[Stored data entries]
==========

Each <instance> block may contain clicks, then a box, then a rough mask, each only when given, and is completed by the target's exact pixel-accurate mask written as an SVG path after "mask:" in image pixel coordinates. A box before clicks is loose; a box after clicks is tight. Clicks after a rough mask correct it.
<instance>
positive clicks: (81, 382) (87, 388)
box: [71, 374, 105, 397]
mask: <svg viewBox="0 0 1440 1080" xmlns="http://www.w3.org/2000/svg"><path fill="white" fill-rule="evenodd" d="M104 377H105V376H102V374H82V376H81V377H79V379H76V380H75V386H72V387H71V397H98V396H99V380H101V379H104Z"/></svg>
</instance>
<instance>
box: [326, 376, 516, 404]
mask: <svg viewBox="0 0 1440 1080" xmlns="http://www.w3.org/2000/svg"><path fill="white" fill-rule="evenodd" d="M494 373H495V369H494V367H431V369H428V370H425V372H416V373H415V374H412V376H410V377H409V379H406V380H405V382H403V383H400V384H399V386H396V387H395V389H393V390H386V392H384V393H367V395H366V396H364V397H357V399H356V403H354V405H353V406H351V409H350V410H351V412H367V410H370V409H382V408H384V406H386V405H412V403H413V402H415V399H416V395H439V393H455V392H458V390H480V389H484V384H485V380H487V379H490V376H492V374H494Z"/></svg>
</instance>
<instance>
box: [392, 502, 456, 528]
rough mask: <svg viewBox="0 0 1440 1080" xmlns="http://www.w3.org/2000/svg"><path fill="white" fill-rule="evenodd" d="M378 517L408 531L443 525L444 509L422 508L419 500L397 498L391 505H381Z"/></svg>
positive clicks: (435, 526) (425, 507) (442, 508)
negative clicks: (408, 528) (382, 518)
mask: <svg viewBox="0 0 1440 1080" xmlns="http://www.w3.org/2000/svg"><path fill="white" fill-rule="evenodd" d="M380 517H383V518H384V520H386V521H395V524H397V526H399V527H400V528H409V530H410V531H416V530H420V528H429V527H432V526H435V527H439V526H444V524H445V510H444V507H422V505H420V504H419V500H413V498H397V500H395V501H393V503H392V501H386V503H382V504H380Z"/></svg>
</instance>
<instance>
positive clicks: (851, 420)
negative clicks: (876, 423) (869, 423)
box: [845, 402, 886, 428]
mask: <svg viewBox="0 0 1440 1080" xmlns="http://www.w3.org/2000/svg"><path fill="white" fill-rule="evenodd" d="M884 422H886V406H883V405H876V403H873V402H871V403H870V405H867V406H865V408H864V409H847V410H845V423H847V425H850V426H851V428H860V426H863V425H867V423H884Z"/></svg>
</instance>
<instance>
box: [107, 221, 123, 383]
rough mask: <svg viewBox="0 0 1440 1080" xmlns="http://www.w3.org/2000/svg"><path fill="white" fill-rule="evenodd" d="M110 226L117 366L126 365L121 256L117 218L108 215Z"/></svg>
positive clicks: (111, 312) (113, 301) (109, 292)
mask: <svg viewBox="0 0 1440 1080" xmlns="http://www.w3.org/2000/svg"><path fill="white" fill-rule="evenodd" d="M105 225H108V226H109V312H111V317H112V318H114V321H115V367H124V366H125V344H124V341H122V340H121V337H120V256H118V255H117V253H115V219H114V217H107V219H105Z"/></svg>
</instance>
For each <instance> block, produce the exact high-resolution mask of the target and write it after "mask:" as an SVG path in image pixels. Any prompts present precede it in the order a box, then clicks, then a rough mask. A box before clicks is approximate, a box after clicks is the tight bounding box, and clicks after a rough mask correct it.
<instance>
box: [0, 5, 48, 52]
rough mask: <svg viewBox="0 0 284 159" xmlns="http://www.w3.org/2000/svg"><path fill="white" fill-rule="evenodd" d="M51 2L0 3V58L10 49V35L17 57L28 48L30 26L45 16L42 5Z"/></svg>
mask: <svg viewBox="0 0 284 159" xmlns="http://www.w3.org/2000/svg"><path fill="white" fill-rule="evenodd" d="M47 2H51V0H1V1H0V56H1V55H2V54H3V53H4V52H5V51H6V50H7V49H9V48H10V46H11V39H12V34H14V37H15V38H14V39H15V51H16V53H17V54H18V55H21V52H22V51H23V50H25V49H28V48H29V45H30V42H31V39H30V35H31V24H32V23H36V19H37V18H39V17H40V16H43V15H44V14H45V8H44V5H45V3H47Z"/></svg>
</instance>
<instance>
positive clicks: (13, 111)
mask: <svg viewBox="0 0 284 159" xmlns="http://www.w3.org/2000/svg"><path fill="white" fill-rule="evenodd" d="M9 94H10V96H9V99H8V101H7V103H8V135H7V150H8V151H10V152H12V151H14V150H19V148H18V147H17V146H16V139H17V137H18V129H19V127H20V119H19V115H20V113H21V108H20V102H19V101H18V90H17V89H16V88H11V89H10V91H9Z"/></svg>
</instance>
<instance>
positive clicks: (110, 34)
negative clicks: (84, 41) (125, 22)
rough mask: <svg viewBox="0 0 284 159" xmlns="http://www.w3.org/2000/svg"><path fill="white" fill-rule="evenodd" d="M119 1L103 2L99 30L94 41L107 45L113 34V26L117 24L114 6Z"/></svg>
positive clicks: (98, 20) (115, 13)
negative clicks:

==========

**Your instructions**
All of the records shown above should be reproduced exactly.

**Task output**
Each <instance> block may contain clicks, then a box, then a rough mask, each only when given, and is completed by the target's exact pixel-accurate mask written as an SVG path after "mask:" in image pixel coordinates. A box before clicks is loose; a box after clicks is tight. Clicks after a rough mask correct it.
<instance>
positive clicks: (81, 382) (87, 388)
box: [71, 374, 105, 397]
mask: <svg viewBox="0 0 1440 1080" xmlns="http://www.w3.org/2000/svg"><path fill="white" fill-rule="evenodd" d="M104 377H105V376H102V374H82V376H81V377H79V379H76V380H75V386H72V387H71V397H98V396H99V380H101V379H104Z"/></svg>
</instance>
<instance>
box: [326, 376, 516, 404]
mask: <svg viewBox="0 0 1440 1080" xmlns="http://www.w3.org/2000/svg"><path fill="white" fill-rule="evenodd" d="M494 373H495V369H494V367H431V369H428V370H425V372H416V373H415V374H412V376H410V377H409V379H406V380H405V382H403V383H400V384H399V386H396V387H395V389H393V390H386V392H384V393H367V395H366V396H364V397H357V399H356V403H354V405H353V406H351V409H350V410H351V412H367V410H370V409H382V408H384V406H386V405H412V403H413V402H415V399H416V395H439V393H455V392H458V390H480V389H484V384H485V380H487V379H490V376H492V374H494Z"/></svg>
</instance>
<instance>
box: [392, 502, 456, 528]
rough mask: <svg viewBox="0 0 1440 1080" xmlns="http://www.w3.org/2000/svg"><path fill="white" fill-rule="evenodd" d="M378 517L408 531L443 525L444 509L422 508L419 500L397 498L391 505H381Z"/></svg>
positive clicks: (435, 526) (425, 507) (442, 508)
negative clicks: (408, 528) (382, 518)
mask: <svg viewBox="0 0 1440 1080" xmlns="http://www.w3.org/2000/svg"><path fill="white" fill-rule="evenodd" d="M380 517H383V518H384V520H386V521H395V524H397V526H399V527H400V528H409V530H410V531H416V530H420V528H429V527H432V526H435V527H439V526H444V524H445V510H444V507H422V505H420V504H419V500H413V498H397V500H395V501H393V503H392V501H386V503H382V504H380Z"/></svg>
</instance>
<instance>
positive clicks: (851, 420)
negative clicks: (876, 423) (869, 423)
box: [845, 402, 886, 428]
mask: <svg viewBox="0 0 1440 1080" xmlns="http://www.w3.org/2000/svg"><path fill="white" fill-rule="evenodd" d="M884 422H886V406H883V405H876V403H873V402H871V403H870V405H867V406H865V408H864V409H847V410H845V423H847V425H850V426H851V428H860V426H863V425H867V423H884Z"/></svg>
</instance>
<instance>
box: [107, 221, 123, 383]
rough mask: <svg viewBox="0 0 1440 1080" xmlns="http://www.w3.org/2000/svg"><path fill="white" fill-rule="evenodd" d="M110 226L117 366L126 365L121 256L117 218L108 215Z"/></svg>
positive clicks: (111, 312) (113, 301) (109, 292)
mask: <svg viewBox="0 0 1440 1080" xmlns="http://www.w3.org/2000/svg"><path fill="white" fill-rule="evenodd" d="M105 225H108V226H109V312H111V317H112V318H114V321H115V367H124V366H125V344H124V341H122V340H121V337H120V256H118V255H117V253H115V219H114V217H107V219H105Z"/></svg>
</instance>
For each <instance> block, produce the exact high-resolution mask of the target and write it after "mask:" as an SVG path in image pixels. Any prompts present precede it in the order a box, then clicks, then a rough mask. A box before clicks is approximate, a box after clicks is the tight bounding box, and clicks after a rough mask correct it.
<instance>
box: [0, 5, 48, 52]
rough mask: <svg viewBox="0 0 284 159" xmlns="http://www.w3.org/2000/svg"><path fill="white" fill-rule="evenodd" d="M51 2L0 3V58L10 49V35L17 57L28 48L30 26L45 16L42 5Z"/></svg>
mask: <svg viewBox="0 0 284 159" xmlns="http://www.w3.org/2000/svg"><path fill="white" fill-rule="evenodd" d="M47 2H51V0H1V1H0V56H1V55H2V54H3V53H4V52H5V51H6V50H7V49H9V48H10V46H11V39H12V34H14V37H15V38H14V39H15V51H16V53H17V54H18V55H21V52H22V51H23V50H25V49H28V48H29V45H30V42H31V39H30V35H31V24H32V23H36V19H37V18H39V17H40V16H43V15H44V14H45V8H44V5H45V3H47Z"/></svg>
</instance>
<instance>
positive clicks: (13, 111)
mask: <svg viewBox="0 0 284 159" xmlns="http://www.w3.org/2000/svg"><path fill="white" fill-rule="evenodd" d="M9 94H10V96H9V99H8V101H7V103H8V135H7V150H8V151H10V152H12V151H14V150H19V148H18V147H17V146H16V139H17V137H18V129H19V127H20V119H19V115H20V113H21V108H20V102H19V101H18V90H17V89H16V88H11V89H10V91H9Z"/></svg>
</instance>
<instance>
positive clicks: (110, 34)
negative clicks: (84, 41) (125, 22)
rough mask: <svg viewBox="0 0 284 159" xmlns="http://www.w3.org/2000/svg"><path fill="white" fill-rule="evenodd" d="M119 1L103 2L99 30L94 41L107 45L113 34V26L117 24L114 6Z"/></svg>
positive clicks: (98, 20) (115, 13)
negative clicks:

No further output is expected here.